页面节选 >>
□ □ □ □ □

内核分析-第五周

刘文学 原创作品转载请注明出处 http://blog.csdn.net/wdxz6547/article/details/50993837《Linux内核分析》MOOC课程http://mooc.study.163.com/course/USTC-1000029000

预备知识

  • 内核态
  • 用户态
  • 为什么要划分系统级别?
  • 如何区分内核和用户态? cs:eip
  • 寄存器上下文
  • 上下文切换
  • 系统调用号
  • 中断向量
  • 调度时机

系统调用过程中一定发生中断, 在系统调用执行过程中可能有进程的切换.

系统调用分类

进程控制

load
execute
end, abort
create process (for example, fork on Unix-like systems, or NtCreateProcess in the Windows NT Native API)
terminate process
get/set process attributes
wait for time, wait event, signal event
allocate, free memory

文件管理

create file, delete file
open, close
read, write, reposition
get/set file attributes

设备管理

request device, release device
read, write, reposition
get/set device attributes
logically attach or detach devices

信息管理

get/set time or date
get/set system data
get/set process, file, or device attributes

通信

create, delete communication connection
send, receive messages
transfer status information
attach or detach remote devices

什么是 system-call

linux 系统64 位系统调用表

32 位系统调用表

上面的系统调用并不需要完全掌握, 可以慢慢来, 当需要记住的 64 位系统有 326 个系统调用.

系统调用入口

从内核初始化在 init/main.c 中的 start_kernel 函数. 其中一个初始化是 setup_arch,
对于 x86 来说, 实际调用的是 arch/x86/kernel/setup.c 中的 setup_arch 函数. 而
setup_arch 又调用了 early_trap_init 函数. 这部分与系统开启相关. 这里不详细讨论.

□ □ □ □ □

给定数据行 >>
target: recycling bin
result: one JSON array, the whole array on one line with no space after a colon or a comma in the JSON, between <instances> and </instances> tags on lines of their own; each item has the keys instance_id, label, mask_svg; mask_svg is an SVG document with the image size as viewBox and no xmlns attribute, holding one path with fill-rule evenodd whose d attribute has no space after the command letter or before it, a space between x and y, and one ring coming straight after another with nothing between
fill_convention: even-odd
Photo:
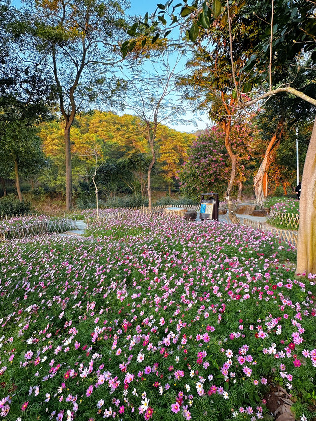
<instances>
[{"instance_id":1,"label":"recycling bin","mask_svg":"<svg viewBox=\"0 0 316 421\"><path fill-rule=\"evenodd\" d=\"M201 194L200 219L201 221L204 219L218 221L219 206L218 193L203 193Z\"/></svg>"}]
</instances>

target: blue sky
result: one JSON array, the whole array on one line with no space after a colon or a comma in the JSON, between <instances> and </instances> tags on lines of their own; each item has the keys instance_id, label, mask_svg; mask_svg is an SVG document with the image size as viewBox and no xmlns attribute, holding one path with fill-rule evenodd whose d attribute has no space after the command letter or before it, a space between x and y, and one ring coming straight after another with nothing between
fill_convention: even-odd
<instances>
[{"instance_id":1,"label":"blue sky","mask_svg":"<svg viewBox=\"0 0 316 421\"><path fill-rule=\"evenodd\" d=\"M148 12L149 15L153 13L157 8L157 3L159 2L159 0L147 0L147 1L144 1L143 0L131 0L130 2L131 6L129 9L129 14L131 15L144 16L146 12ZM160 2L164 3L164 1ZM198 117L195 116L193 112L187 113L187 116L188 120L195 120L198 126L197 127L191 122L184 125L178 124L172 126L168 124L167 125L179 131L191 132L195 132L197 130L205 129L207 125L211 124L207 116L207 113L204 113L203 115L198 114Z\"/></svg>"}]
</instances>

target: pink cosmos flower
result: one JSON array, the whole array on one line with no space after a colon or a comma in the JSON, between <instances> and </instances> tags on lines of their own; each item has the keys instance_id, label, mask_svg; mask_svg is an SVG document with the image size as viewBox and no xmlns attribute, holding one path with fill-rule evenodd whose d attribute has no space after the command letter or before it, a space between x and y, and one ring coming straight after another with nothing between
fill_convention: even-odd
<instances>
[{"instance_id":1,"label":"pink cosmos flower","mask_svg":"<svg viewBox=\"0 0 316 421\"><path fill-rule=\"evenodd\" d=\"M172 412L174 412L175 414L179 412L180 411L180 405L179 404L177 403L171 404L171 411Z\"/></svg>"},{"instance_id":2,"label":"pink cosmos flower","mask_svg":"<svg viewBox=\"0 0 316 421\"><path fill-rule=\"evenodd\" d=\"M27 402L25 402L22 405L22 407L21 408L21 411L25 411L28 405L29 401L28 401Z\"/></svg>"}]
</instances>

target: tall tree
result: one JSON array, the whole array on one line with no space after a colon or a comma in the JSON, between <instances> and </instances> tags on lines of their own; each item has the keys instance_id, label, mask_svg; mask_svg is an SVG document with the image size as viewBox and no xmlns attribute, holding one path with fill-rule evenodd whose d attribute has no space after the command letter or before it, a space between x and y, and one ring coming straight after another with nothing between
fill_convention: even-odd
<instances>
[{"instance_id":1,"label":"tall tree","mask_svg":"<svg viewBox=\"0 0 316 421\"><path fill-rule=\"evenodd\" d=\"M183 22L187 28L187 36L192 41L202 42L204 29L214 26L225 28L226 49L229 54L232 73L230 87L240 109L260 103L269 97L287 92L316 106L316 98L295 89L291 83L279 84L288 74L289 67L299 65L298 57L309 51L312 63L316 62L316 25L315 4L301 0L256 0L247 3L245 0L213 0L212 5L196 1L189 6L186 1L176 7L158 5L159 21L154 17L156 26L168 14L171 25ZM177 7L181 7L179 13ZM241 68L235 60L237 49L234 44L234 31L240 20L250 19L257 41L252 54ZM165 30L165 25L164 26ZM227 35L226 35L227 34ZM244 33L244 38L248 37ZM131 42L134 42L133 41ZM239 45L239 55L248 51ZM127 47L132 47L127 46ZM125 47L126 48L126 47ZM306 80L306 83L313 83ZM243 98L242 92L251 91L249 98ZM300 224L298 235L298 273L316 273L316 120L306 154L302 177L302 195L300 201ZM313 198L313 200L311 200Z\"/></svg>"},{"instance_id":2,"label":"tall tree","mask_svg":"<svg viewBox=\"0 0 316 421\"><path fill-rule=\"evenodd\" d=\"M113 75L116 53L125 24L121 5L109 0L48 0L23 11L32 24L33 50L51 70L65 120L66 206L72 207L71 128L76 113L89 103L111 104L119 81Z\"/></svg>"},{"instance_id":3,"label":"tall tree","mask_svg":"<svg viewBox=\"0 0 316 421\"><path fill-rule=\"evenodd\" d=\"M132 110L142 122L151 154L152 159L147 170L150 210L152 208L151 177L156 161L157 130L162 124L174 124L182 121L181 117L185 115L186 110L186 105L176 95L181 53L175 59L170 59L168 46L163 44L151 52L152 55L150 55L147 60L137 58L136 62L132 61L130 73L125 76L129 95L125 100L126 107ZM159 62L156 59L157 54ZM148 70L149 68L151 70Z\"/></svg>"},{"instance_id":4,"label":"tall tree","mask_svg":"<svg viewBox=\"0 0 316 421\"><path fill-rule=\"evenodd\" d=\"M35 52L30 62L24 54L30 41L28 23L8 2L0 4L0 175L5 194L3 176L14 169L20 202L21 170L34 173L43 163L34 124L50 116L52 100L50 80L39 55Z\"/></svg>"}]
</instances>

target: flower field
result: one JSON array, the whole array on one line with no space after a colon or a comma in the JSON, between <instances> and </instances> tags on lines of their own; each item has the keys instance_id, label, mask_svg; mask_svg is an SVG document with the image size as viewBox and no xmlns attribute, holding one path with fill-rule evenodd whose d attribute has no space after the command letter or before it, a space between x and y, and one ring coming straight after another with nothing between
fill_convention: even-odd
<instances>
[{"instance_id":1,"label":"flower field","mask_svg":"<svg viewBox=\"0 0 316 421\"><path fill-rule=\"evenodd\" d=\"M272 385L313 419L316 280L295 250L137 212L88 234L0 243L0 419L253 421Z\"/></svg>"},{"instance_id":2,"label":"flower field","mask_svg":"<svg viewBox=\"0 0 316 421\"><path fill-rule=\"evenodd\" d=\"M266 205L272 210L284 212L287 213L299 213L300 202L297 199L286 197L273 197L266 201Z\"/></svg>"}]
</instances>

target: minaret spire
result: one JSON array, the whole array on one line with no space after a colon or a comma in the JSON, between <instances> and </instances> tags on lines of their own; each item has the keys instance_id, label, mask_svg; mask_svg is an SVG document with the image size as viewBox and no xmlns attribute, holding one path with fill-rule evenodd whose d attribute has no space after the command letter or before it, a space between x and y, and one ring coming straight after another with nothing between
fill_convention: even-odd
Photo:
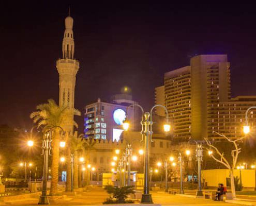
<instances>
[{"instance_id":1,"label":"minaret spire","mask_svg":"<svg viewBox=\"0 0 256 206\"><path fill-rule=\"evenodd\" d=\"M70 7L68 9L68 16L65 20L65 30L62 43L63 59L74 59L74 42L73 33L73 20L70 16Z\"/></svg>"}]
</instances>

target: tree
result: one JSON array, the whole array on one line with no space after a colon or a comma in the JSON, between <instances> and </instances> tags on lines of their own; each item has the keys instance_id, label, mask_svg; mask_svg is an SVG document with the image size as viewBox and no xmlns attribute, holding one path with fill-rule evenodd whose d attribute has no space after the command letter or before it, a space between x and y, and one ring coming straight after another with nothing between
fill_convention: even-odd
<instances>
[{"instance_id":1,"label":"tree","mask_svg":"<svg viewBox=\"0 0 256 206\"><path fill-rule=\"evenodd\" d=\"M128 203L125 200L128 197L128 195L130 194L134 194L135 191L133 190L133 186L125 186L122 187L113 186L112 185L107 185L104 189L109 194L112 195L112 196L108 198L107 201L103 203ZM116 200L114 200L113 198L116 198Z\"/></svg>"},{"instance_id":2,"label":"tree","mask_svg":"<svg viewBox=\"0 0 256 206\"><path fill-rule=\"evenodd\" d=\"M57 193L58 181L58 163L61 129L57 127L64 127L72 124L78 127L78 124L70 118L73 115L80 115L81 113L76 109L58 106L54 100L49 99L48 102L36 107L37 111L32 112L30 117L39 126L43 127L43 132L52 128L52 161L51 166L52 179L50 194Z\"/></svg>"},{"instance_id":3,"label":"tree","mask_svg":"<svg viewBox=\"0 0 256 206\"><path fill-rule=\"evenodd\" d=\"M229 169L230 173L230 183L231 186L231 191L232 193L232 196L233 198L236 197L236 192L235 192L235 182L234 179L234 170L235 169L236 162L237 161L237 158L238 157L238 154L241 152L241 148L239 147L238 143L242 142L242 141L244 139L246 136L243 136L240 138L236 139L234 140L232 140L230 138L227 138L224 134L222 133L219 133L215 132L216 134L218 134L220 136L224 138L229 142L233 144L233 148L234 149L232 149L231 151L232 160L229 162L228 160L224 156L224 152L221 153L219 149L218 149L216 146L213 145L210 141L204 138L205 142L207 145L210 148L214 149L216 152L217 157L212 152L210 155L212 158L213 158L216 162L222 164L226 168ZM209 150L208 149L207 149Z\"/></svg>"},{"instance_id":4,"label":"tree","mask_svg":"<svg viewBox=\"0 0 256 206\"><path fill-rule=\"evenodd\" d=\"M79 155L82 152L85 142L84 139L81 138L83 134L82 135L79 135L78 138L74 135L70 136L71 152L74 154L74 160L73 182L74 189L78 188Z\"/></svg>"}]
</instances>

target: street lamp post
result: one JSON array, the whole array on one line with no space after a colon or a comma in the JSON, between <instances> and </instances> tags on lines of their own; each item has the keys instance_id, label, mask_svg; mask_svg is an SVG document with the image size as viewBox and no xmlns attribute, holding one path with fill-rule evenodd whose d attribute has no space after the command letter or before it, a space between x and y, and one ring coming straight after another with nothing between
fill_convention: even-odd
<instances>
[{"instance_id":1,"label":"street lamp post","mask_svg":"<svg viewBox=\"0 0 256 206\"><path fill-rule=\"evenodd\" d=\"M191 141L195 143L197 145L196 155L197 161L198 161L198 190L197 191L196 197L198 198L202 198L204 196L203 191L202 191L201 185L201 168L202 168L202 162L203 161L203 145L202 144L199 143L194 140L190 140L188 141L188 144ZM189 152L189 154L190 152Z\"/></svg>"},{"instance_id":2,"label":"street lamp post","mask_svg":"<svg viewBox=\"0 0 256 206\"><path fill-rule=\"evenodd\" d=\"M164 160L164 168L165 169L165 190L164 192L167 193L168 192L168 165L167 164L167 160Z\"/></svg>"},{"instance_id":3,"label":"street lamp post","mask_svg":"<svg viewBox=\"0 0 256 206\"><path fill-rule=\"evenodd\" d=\"M142 112L142 121L141 124L142 125L142 141L144 141L144 188L143 194L141 198L141 203L153 203L152 197L151 194L149 194L149 142L152 141L152 125L153 122L152 122L152 112L154 109L157 107L161 107L163 108L165 111L166 118L167 121L169 121L168 112L165 107L161 105L155 105L151 109L150 112L144 112L143 108L138 104L132 104L129 105L126 108L126 118L128 117L128 111L130 107L138 107L141 110ZM128 130L129 127L129 123L126 119L124 123L123 126L125 130ZM164 129L166 131L169 131L170 126L169 125L165 125L164 126Z\"/></svg>"},{"instance_id":4,"label":"street lamp post","mask_svg":"<svg viewBox=\"0 0 256 206\"><path fill-rule=\"evenodd\" d=\"M61 128L62 134L64 133L64 130L59 126L54 126L50 128L43 135L42 140L42 155L43 155L43 173L42 194L39 198L38 204L49 204L49 200L47 196L47 179L48 176L48 155L51 156L51 150L52 147L51 142L52 142L52 129L55 127Z\"/></svg>"},{"instance_id":5,"label":"street lamp post","mask_svg":"<svg viewBox=\"0 0 256 206\"><path fill-rule=\"evenodd\" d=\"M71 192L73 192L73 170L74 168L74 154L71 154Z\"/></svg>"},{"instance_id":6,"label":"street lamp post","mask_svg":"<svg viewBox=\"0 0 256 206\"><path fill-rule=\"evenodd\" d=\"M184 194L184 191L183 190L183 178L182 178L183 171L182 171L182 164L183 159L182 154L180 151L178 151L178 163L179 164L179 194Z\"/></svg>"}]
</instances>

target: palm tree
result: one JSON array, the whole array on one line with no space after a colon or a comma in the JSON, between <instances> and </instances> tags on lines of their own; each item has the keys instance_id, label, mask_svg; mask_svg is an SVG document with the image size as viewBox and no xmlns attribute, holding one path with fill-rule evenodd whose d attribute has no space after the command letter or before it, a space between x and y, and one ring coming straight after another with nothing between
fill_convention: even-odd
<instances>
[{"instance_id":1,"label":"palm tree","mask_svg":"<svg viewBox=\"0 0 256 206\"><path fill-rule=\"evenodd\" d=\"M74 189L78 188L78 156L80 153L83 151L85 140L82 137L83 134L79 135L78 138L74 136L71 136L70 138L71 143L71 152L74 154L74 173L73 173L73 186Z\"/></svg>"},{"instance_id":2,"label":"palm tree","mask_svg":"<svg viewBox=\"0 0 256 206\"><path fill-rule=\"evenodd\" d=\"M37 106L37 111L32 112L30 117L33 119L34 123L43 126L43 131L53 128L52 179L50 194L54 195L57 193L60 140L60 129L56 127L63 127L64 130L67 125L72 125L78 127L78 124L70 117L80 115L81 112L76 109L58 106L53 99L49 99L48 101L48 103Z\"/></svg>"}]
</instances>

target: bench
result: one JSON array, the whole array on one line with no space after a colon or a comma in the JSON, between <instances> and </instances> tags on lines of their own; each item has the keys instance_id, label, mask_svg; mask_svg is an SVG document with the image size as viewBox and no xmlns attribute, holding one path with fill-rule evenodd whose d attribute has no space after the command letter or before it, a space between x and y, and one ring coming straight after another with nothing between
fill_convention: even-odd
<instances>
[{"instance_id":1,"label":"bench","mask_svg":"<svg viewBox=\"0 0 256 206\"><path fill-rule=\"evenodd\" d=\"M204 197L205 199L210 199L213 200L215 199L216 198L216 192L213 191L204 191L203 192Z\"/></svg>"},{"instance_id":2,"label":"bench","mask_svg":"<svg viewBox=\"0 0 256 206\"><path fill-rule=\"evenodd\" d=\"M168 193L172 194L173 195L175 195L178 193L178 191L179 191L178 189L169 189Z\"/></svg>"}]
</instances>

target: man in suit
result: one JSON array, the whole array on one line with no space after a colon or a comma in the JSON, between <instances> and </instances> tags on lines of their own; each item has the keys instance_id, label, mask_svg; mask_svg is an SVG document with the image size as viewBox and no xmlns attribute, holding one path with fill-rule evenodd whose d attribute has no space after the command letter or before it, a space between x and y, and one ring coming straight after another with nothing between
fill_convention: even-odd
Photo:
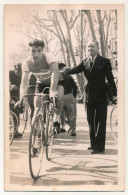
<instances>
[{"instance_id":1,"label":"man in suit","mask_svg":"<svg viewBox=\"0 0 128 195\"><path fill-rule=\"evenodd\" d=\"M87 79L86 106L91 153L102 153L105 150L107 96L105 81L112 87L113 99L116 100L117 89L112 74L110 60L99 55L99 43L95 40L88 44L89 56L80 65L67 71L68 74L84 72Z\"/></svg>"}]
</instances>

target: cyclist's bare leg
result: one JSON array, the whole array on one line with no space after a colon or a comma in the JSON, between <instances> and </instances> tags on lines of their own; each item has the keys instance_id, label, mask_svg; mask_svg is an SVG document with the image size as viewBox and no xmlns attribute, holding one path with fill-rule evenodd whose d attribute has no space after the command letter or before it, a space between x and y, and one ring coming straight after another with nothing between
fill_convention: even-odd
<instances>
[{"instance_id":1,"label":"cyclist's bare leg","mask_svg":"<svg viewBox=\"0 0 128 195\"><path fill-rule=\"evenodd\" d=\"M63 86L58 85L58 88L57 88L58 108L55 108L55 113L54 113L54 117L53 117L54 122L55 121L59 122L59 120L60 120L60 114L61 114L61 112L63 110L63 106L64 106L63 95L64 95L64 88L63 88Z\"/></svg>"},{"instance_id":2,"label":"cyclist's bare leg","mask_svg":"<svg viewBox=\"0 0 128 195\"><path fill-rule=\"evenodd\" d=\"M40 97L35 96L34 97L34 114L33 114L32 124L31 124L32 128L34 127L34 122L35 122L37 114L39 113L40 106L41 106ZM36 129L35 142L34 142L34 148L38 148L38 134L39 134L39 130L37 128Z\"/></svg>"}]
</instances>

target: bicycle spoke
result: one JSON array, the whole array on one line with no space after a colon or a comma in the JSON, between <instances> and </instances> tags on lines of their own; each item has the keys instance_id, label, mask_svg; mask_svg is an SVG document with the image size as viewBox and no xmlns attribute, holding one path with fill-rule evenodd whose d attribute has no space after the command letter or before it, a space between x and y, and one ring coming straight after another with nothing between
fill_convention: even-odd
<instances>
[{"instance_id":1,"label":"bicycle spoke","mask_svg":"<svg viewBox=\"0 0 128 195\"><path fill-rule=\"evenodd\" d=\"M115 106L110 114L110 127L115 141L118 139L118 108Z\"/></svg>"},{"instance_id":2,"label":"bicycle spoke","mask_svg":"<svg viewBox=\"0 0 128 195\"><path fill-rule=\"evenodd\" d=\"M34 127L30 133L29 140L29 168L33 179L39 176L43 158L42 144L42 121L38 115L35 119Z\"/></svg>"}]
</instances>

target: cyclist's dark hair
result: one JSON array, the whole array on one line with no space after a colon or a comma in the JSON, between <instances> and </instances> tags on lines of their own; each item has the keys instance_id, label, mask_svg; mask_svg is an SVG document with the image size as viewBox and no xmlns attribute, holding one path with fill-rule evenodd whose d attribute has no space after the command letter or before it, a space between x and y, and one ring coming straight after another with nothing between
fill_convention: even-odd
<instances>
[{"instance_id":1,"label":"cyclist's dark hair","mask_svg":"<svg viewBox=\"0 0 128 195\"><path fill-rule=\"evenodd\" d=\"M44 48L45 44L43 41L38 40L38 39L34 39L33 41L31 41L28 44L30 47L35 46L35 47L42 47L42 49Z\"/></svg>"},{"instance_id":2,"label":"cyclist's dark hair","mask_svg":"<svg viewBox=\"0 0 128 195\"><path fill-rule=\"evenodd\" d=\"M18 70L21 70L21 67L22 67L22 64L21 63L18 63L18 64L15 64L14 65L14 68L15 69L18 69Z\"/></svg>"},{"instance_id":3,"label":"cyclist's dark hair","mask_svg":"<svg viewBox=\"0 0 128 195\"><path fill-rule=\"evenodd\" d=\"M96 43L97 47L99 48L99 42L97 40L91 40L91 42Z\"/></svg>"},{"instance_id":4,"label":"cyclist's dark hair","mask_svg":"<svg viewBox=\"0 0 128 195\"><path fill-rule=\"evenodd\" d=\"M65 66L66 66L66 64L64 64L64 63L59 63L59 64L58 64L58 68L59 68L59 69L65 67Z\"/></svg>"}]
</instances>

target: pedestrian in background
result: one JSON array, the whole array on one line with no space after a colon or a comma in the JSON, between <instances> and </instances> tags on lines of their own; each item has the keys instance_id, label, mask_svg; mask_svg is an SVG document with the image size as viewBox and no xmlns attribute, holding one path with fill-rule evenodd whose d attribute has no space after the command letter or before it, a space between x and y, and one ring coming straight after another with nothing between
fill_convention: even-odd
<instances>
[{"instance_id":1,"label":"pedestrian in background","mask_svg":"<svg viewBox=\"0 0 128 195\"><path fill-rule=\"evenodd\" d=\"M68 71L68 74L84 72L87 79L86 101L87 120L89 125L91 153L102 153L105 150L107 96L106 79L112 87L113 99L116 100L117 89L112 74L110 60L99 55L99 43L95 40L88 44L88 57L80 65Z\"/></svg>"},{"instance_id":2,"label":"pedestrian in background","mask_svg":"<svg viewBox=\"0 0 128 195\"><path fill-rule=\"evenodd\" d=\"M21 84L21 78L22 78L21 65L22 65L21 63L14 65L14 70L9 71L10 97L15 103L18 102L20 99L20 84ZM13 110L13 112L15 112L19 120L19 112L14 108L14 105L11 102L10 102L10 107ZM19 124L19 121L18 121L18 124ZM22 134L19 133L18 130L16 129L14 138L18 138L19 136L22 136Z\"/></svg>"},{"instance_id":3,"label":"pedestrian in background","mask_svg":"<svg viewBox=\"0 0 128 195\"><path fill-rule=\"evenodd\" d=\"M61 72L64 79L64 108L61 113L61 124L62 124L62 132L65 132L65 117L67 117L67 122L69 124L69 130L71 136L76 136L76 96L77 96L77 85L74 79L64 73L66 65L64 63L59 63L59 72Z\"/></svg>"}]
</instances>

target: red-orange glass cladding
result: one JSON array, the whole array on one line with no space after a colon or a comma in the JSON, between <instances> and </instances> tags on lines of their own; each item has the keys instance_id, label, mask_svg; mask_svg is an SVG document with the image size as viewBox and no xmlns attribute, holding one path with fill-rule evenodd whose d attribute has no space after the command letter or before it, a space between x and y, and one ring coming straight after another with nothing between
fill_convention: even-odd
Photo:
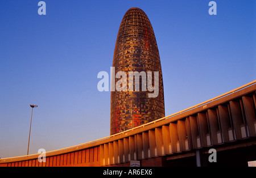
<instances>
[{"instance_id":1,"label":"red-orange glass cladding","mask_svg":"<svg viewBox=\"0 0 256 178\"><path fill-rule=\"evenodd\" d=\"M131 8L125 13L119 28L114 52L115 76L119 71L127 75L127 91L111 92L110 135L164 117L163 78L158 48L150 21L143 11ZM159 94L148 98L148 93L129 91L129 71L159 72ZM120 80L115 78L115 83ZM135 81L135 80L134 80ZM135 84L135 83L134 83ZM135 84L134 84L134 86Z\"/></svg>"}]
</instances>

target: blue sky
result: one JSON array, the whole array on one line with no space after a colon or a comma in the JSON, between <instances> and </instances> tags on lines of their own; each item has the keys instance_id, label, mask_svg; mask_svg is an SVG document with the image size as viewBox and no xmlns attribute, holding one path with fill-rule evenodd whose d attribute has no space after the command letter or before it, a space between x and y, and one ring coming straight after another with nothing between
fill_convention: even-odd
<instances>
[{"instance_id":1,"label":"blue sky","mask_svg":"<svg viewBox=\"0 0 256 178\"><path fill-rule=\"evenodd\" d=\"M123 15L142 9L162 62L166 115L256 78L255 1L0 1L0 157L72 146L109 135L110 74Z\"/></svg>"}]
</instances>

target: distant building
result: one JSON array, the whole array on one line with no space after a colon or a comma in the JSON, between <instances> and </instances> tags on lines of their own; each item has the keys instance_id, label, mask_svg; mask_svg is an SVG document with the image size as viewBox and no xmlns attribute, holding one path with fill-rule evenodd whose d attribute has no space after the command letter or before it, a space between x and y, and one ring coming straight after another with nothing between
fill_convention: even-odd
<instances>
[{"instance_id":1,"label":"distant building","mask_svg":"<svg viewBox=\"0 0 256 178\"><path fill-rule=\"evenodd\" d=\"M140 9L130 9L122 20L115 43L113 67L115 76L114 83L122 78L116 77L119 71L125 72L127 82L126 91L115 90L111 92L110 135L165 116L162 72L156 40L150 21ZM143 80L141 77L136 82L134 78L133 91L129 88L130 80L128 81L131 71L141 74L144 72L147 75L146 80ZM151 80L148 80L148 71L152 72ZM155 71L159 74L156 80ZM139 90L136 91L138 82ZM147 87L144 82L147 82ZM156 83L158 83L157 97L150 98L148 95L155 91L148 90L148 85L154 86ZM142 90L143 87L146 88L146 91Z\"/></svg>"}]
</instances>

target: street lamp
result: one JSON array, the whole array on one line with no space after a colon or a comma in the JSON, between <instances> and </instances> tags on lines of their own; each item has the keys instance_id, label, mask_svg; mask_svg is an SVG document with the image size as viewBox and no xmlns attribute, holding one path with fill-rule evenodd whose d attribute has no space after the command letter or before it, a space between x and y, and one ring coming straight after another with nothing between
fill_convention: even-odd
<instances>
[{"instance_id":1,"label":"street lamp","mask_svg":"<svg viewBox=\"0 0 256 178\"><path fill-rule=\"evenodd\" d=\"M30 104L30 106L32 108L32 112L31 112L31 119L30 120L30 135L28 137L28 145L27 145L27 155L28 155L28 149L30 147L30 131L31 130L32 115L33 114L33 108L36 108L38 107L37 105L32 105L32 104Z\"/></svg>"}]
</instances>

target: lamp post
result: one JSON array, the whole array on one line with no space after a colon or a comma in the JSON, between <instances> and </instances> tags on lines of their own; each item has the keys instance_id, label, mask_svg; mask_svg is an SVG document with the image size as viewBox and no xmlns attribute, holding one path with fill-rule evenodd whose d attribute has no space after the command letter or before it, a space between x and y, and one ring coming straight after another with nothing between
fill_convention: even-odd
<instances>
[{"instance_id":1,"label":"lamp post","mask_svg":"<svg viewBox=\"0 0 256 178\"><path fill-rule=\"evenodd\" d=\"M28 149L30 147L30 131L31 130L32 115L33 114L33 108L36 108L38 107L37 105L32 105L32 104L30 104L30 106L32 108L32 112L31 112L31 119L30 120L30 135L28 137L28 145L27 145L27 155L28 155Z\"/></svg>"}]
</instances>

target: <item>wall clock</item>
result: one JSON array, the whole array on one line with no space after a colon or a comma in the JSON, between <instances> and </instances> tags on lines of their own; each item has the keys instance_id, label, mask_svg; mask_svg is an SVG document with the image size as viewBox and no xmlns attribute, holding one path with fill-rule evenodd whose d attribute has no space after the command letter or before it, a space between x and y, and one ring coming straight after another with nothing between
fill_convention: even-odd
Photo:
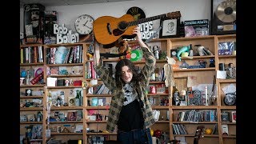
<instances>
[{"instance_id":1,"label":"wall clock","mask_svg":"<svg viewBox=\"0 0 256 144\"><path fill-rule=\"evenodd\" d=\"M88 14L80 15L74 22L74 28L79 34L89 34L93 31L94 18Z\"/></svg>"}]
</instances>

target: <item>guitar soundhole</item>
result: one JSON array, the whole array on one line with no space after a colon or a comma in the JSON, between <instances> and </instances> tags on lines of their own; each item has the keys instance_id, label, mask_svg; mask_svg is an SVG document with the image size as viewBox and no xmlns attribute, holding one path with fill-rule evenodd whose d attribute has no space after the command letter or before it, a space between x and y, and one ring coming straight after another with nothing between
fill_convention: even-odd
<instances>
[{"instance_id":1,"label":"guitar soundhole","mask_svg":"<svg viewBox=\"0 0 256 144\"><path fill-rule=\"evenodd\" d=\"M121 22L119 23L119 25L118 25L118 29L119 29L120 30L126 30L127 26L128 26L127 22L122 21L122 22Z\"/></svg>"},{"instance_id":2,"label":"guitar soundhole","mask_svg":"<svg viewBox=\"0 0 256 144\"><path fill-rule=\"evenodd\" d=\"M124 31L122 31L122 30L118 30L118 29L114 29L114 30L113 30L113 34L114 34L114 36L121 35L121 34L122 34L123 33L124 33Z\"/></svg>"}]
</instances>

□ □ □ □ □

你的任务 >>
#1 根据页面节选，start_kernel 函数位于哪个文件中？
#2 请接着页面节选最后一句，把关于系统调用入口的内容续写下去。

任务答案 >>
#1 init/main.c

#2
初始化

syscall 的初始化 syscall_init 在 arch/x86/kernel/cpu/common.c 的 cpu_init 函数中.

linux/arch/x86/kernel/cpu/common.c

    void syscall_init(void)
    {
        /*
         * LSTAR and STAR live in a bit strange symbiosis.
         * They both write to the same internal register. STAR allows to
         * set CS/DS but only a 32bit target. LSTAR sets the 64bit rip.
         */
        wrmsr(MSR_STAR, 0, (__USER32_CS << 16) | __KERNEL_CS);
        wrmsrl(MSR_LSTAR, (unsigned long)entry_SYSCALL_64);

    #ifdef CONFIG_IA32_EMULATION //允许 64 位系统运行 32 位程序
        wrmsrl(MSR_CSTAR, (unsigned long)entry_SYSCALL_compat);
        /*
         * This only works on Intel CPUs.
         * On AMD CPUs these MSRs are 32-bit, CPU truncates MSR_IA32_SYSENTER_EIP.
         * This does not cause SYSENTER to jump to the wrong location, because
         * AMD doesn't allow SYSENTER in long mode (either 32- or 64-bit).
         */
        wrmsrl_safe(MSR_IA32_SYSENTER_CS, (u64)__KERNEL_CS);
        wrmsrl_safe(MSR_IA32_SYSENTER_ESP, 0ULL);
        wrmsrl_safe(MSR_IA32_SYSENTER_EIP, (u64)entry_SYSENTER_compat);
    #else //不允许 64 位系统运行 32 程序
        wrmsrl(MSR_CSTAR, (unsigned long)ignore_sysret);
        //[GDT](https://en.wikipedia.org/wiki/Global_Descriptor_Table)
        wrmsrl_safe(MSR_IA32_SYSENTER_CS, (u64)GDT_ENTRY_INVALID_SEG);
        wrmsrl_safe(MSR_IA32_SYSENTER_ESP, 0ULL);
        wrmsrl_safe(MSR_IA32_SYSENTER_EIP, 0ULL);
    #endif

        /* Flags to clear on syscall */
        wrmsrl(MSR_SYSCALL_MASK,
               X86_EFLAGS_TF|X86_EFLAGS_DF|X86_EFLAGS_IF|
               X86_EFLAGS_IOPL|X86_EFLAGS_AC|X86_EFLAGS_NT);
    }


linux/arch/x86/include/asm/segment.h

    #define __KERNEL_CS         (GDT_ENTRY_KERNEL_CS*8)
    #define __USER32_CS         (GDT_ENTRY_DEFAULT_USER32_CS*8 + 3)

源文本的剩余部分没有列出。